------ Input data ------

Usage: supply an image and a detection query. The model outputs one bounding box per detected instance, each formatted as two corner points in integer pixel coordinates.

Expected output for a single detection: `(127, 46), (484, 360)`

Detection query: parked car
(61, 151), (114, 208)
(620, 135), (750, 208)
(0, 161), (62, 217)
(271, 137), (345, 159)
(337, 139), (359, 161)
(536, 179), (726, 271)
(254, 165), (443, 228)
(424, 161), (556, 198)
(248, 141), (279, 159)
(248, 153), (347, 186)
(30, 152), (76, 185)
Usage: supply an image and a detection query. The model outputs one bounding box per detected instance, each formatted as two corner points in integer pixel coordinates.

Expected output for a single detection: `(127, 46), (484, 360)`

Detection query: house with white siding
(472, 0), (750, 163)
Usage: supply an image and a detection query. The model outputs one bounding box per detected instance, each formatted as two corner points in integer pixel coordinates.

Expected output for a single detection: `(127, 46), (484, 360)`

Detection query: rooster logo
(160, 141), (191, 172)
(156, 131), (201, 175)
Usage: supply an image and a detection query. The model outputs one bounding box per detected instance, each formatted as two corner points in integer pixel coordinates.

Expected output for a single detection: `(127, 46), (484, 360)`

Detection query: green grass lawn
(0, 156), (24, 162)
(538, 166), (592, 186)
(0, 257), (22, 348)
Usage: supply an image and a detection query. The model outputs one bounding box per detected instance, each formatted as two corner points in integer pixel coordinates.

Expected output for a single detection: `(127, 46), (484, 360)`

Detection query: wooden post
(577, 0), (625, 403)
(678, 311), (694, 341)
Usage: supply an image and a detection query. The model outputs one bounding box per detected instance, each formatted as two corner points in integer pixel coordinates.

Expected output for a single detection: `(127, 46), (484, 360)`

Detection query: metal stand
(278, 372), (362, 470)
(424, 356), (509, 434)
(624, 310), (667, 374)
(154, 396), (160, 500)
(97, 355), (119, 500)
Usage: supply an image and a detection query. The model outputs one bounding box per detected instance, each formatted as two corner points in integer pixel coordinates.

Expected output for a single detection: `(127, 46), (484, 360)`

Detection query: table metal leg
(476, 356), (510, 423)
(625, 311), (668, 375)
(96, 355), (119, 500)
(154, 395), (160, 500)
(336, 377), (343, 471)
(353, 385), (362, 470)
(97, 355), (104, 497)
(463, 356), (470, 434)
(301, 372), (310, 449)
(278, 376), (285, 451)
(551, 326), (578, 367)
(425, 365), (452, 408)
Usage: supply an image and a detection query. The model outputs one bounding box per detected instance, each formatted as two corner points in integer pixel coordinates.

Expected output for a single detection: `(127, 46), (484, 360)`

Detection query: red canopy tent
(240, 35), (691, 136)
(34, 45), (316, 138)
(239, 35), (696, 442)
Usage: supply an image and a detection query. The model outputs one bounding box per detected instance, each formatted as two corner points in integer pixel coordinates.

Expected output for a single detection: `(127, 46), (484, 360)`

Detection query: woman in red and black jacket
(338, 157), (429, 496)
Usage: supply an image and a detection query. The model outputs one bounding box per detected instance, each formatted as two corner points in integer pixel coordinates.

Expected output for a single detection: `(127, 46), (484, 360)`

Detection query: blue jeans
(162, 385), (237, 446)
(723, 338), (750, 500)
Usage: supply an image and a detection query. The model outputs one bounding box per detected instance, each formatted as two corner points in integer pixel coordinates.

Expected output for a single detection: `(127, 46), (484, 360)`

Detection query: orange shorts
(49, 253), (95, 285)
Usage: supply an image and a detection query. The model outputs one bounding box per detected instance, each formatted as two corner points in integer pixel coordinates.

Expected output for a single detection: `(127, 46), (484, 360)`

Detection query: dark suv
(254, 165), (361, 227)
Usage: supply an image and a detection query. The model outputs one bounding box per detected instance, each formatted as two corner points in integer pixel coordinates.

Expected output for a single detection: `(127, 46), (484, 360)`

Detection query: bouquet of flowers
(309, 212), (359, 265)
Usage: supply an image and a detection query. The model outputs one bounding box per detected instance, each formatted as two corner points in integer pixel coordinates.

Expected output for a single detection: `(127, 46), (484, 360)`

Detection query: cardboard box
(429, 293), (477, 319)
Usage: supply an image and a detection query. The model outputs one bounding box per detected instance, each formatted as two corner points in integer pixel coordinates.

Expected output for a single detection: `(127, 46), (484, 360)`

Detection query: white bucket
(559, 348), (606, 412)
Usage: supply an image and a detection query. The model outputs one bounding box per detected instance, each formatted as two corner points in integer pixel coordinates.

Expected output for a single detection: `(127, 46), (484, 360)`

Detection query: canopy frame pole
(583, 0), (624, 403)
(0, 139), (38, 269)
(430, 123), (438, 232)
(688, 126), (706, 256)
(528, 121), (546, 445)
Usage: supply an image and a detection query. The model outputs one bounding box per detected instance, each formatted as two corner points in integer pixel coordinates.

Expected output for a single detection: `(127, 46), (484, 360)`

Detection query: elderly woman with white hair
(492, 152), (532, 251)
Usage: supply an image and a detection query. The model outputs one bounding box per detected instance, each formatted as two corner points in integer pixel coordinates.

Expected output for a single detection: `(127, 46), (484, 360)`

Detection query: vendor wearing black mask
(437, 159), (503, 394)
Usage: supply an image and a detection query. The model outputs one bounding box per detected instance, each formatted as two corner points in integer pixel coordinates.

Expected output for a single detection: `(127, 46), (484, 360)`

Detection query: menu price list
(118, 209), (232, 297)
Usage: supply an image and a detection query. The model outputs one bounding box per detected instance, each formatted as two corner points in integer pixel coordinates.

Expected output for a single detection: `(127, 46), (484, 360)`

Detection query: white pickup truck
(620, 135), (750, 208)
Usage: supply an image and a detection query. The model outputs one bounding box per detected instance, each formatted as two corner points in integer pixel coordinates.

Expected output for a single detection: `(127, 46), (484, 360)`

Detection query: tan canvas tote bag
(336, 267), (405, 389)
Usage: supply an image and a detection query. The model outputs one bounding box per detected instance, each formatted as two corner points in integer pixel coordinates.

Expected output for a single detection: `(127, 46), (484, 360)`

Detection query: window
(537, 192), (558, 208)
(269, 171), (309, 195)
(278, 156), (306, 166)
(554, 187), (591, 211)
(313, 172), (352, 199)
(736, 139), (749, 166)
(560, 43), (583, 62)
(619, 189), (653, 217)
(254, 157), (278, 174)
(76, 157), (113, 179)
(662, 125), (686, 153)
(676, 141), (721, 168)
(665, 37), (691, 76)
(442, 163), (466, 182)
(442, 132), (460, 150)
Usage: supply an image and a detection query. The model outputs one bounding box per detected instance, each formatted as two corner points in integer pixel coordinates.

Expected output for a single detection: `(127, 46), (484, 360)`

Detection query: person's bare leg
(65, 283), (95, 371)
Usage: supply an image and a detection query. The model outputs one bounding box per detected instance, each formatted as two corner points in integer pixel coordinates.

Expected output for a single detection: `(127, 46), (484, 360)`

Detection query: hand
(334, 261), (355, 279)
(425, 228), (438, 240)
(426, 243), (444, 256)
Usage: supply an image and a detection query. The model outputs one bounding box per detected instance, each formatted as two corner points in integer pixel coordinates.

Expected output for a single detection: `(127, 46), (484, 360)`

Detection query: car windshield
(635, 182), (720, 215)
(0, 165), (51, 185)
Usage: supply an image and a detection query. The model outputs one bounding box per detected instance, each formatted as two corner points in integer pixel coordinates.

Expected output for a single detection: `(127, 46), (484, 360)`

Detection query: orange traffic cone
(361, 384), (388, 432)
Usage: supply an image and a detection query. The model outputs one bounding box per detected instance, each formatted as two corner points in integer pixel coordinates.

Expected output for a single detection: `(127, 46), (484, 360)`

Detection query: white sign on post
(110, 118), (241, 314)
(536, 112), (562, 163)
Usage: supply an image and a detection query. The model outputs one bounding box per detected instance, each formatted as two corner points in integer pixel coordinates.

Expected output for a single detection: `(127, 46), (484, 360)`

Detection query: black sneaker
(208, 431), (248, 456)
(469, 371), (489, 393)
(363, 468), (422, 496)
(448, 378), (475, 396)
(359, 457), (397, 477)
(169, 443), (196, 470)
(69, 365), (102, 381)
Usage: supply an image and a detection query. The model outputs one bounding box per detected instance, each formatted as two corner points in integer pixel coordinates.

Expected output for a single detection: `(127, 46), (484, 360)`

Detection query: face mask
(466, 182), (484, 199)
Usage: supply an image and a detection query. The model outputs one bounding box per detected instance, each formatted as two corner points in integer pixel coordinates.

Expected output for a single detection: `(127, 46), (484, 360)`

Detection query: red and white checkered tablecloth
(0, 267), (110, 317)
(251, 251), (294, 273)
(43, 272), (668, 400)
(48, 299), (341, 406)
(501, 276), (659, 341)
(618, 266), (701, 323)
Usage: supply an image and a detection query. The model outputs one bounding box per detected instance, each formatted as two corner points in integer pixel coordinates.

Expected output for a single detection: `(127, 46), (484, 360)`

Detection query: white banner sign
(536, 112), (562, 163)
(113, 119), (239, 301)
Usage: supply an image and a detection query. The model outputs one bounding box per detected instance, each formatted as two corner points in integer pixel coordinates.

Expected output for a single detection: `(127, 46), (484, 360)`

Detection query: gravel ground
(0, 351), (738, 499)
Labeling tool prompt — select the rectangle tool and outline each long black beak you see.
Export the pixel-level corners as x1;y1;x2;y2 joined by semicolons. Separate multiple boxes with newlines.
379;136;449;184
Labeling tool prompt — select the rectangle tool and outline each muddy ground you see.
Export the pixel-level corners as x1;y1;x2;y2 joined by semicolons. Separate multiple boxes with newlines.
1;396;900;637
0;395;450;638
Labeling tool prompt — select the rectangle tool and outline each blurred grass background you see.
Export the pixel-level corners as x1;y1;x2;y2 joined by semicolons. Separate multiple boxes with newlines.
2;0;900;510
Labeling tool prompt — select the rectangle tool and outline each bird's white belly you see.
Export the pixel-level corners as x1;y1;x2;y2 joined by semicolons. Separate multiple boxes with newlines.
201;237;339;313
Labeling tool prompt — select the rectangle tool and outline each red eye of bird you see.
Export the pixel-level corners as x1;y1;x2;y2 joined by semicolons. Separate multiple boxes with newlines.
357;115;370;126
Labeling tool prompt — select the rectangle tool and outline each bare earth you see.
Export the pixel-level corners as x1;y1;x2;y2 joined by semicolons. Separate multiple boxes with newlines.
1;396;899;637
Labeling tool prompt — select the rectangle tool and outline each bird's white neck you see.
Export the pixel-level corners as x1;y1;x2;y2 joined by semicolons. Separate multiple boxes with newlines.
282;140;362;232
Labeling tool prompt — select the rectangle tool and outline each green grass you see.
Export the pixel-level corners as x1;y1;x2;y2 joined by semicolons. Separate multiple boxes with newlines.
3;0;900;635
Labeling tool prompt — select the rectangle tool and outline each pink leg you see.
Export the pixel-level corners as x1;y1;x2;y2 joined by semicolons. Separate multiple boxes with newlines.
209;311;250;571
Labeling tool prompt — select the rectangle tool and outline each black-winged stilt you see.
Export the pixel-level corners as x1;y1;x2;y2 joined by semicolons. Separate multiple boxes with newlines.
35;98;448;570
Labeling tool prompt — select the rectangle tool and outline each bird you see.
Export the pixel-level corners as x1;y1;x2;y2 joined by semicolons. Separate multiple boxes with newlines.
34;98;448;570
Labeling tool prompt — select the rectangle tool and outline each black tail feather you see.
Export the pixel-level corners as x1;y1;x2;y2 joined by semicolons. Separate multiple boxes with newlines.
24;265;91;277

------

## Assignment:
The expected answer is a copy of each line above containing "bird".

## Exercise result:
Labeling tool prompt — select the rectangle tool and outline each bird's white belly you see.
Labeling tool prompt — select the rectangle tool and outline each red eye of bird you see.
Labeling tool prompt — select the rectangle tool and outline each bird's white neck you see.
Labeling tool prompt — select the rectangle tool and outline each bird you see.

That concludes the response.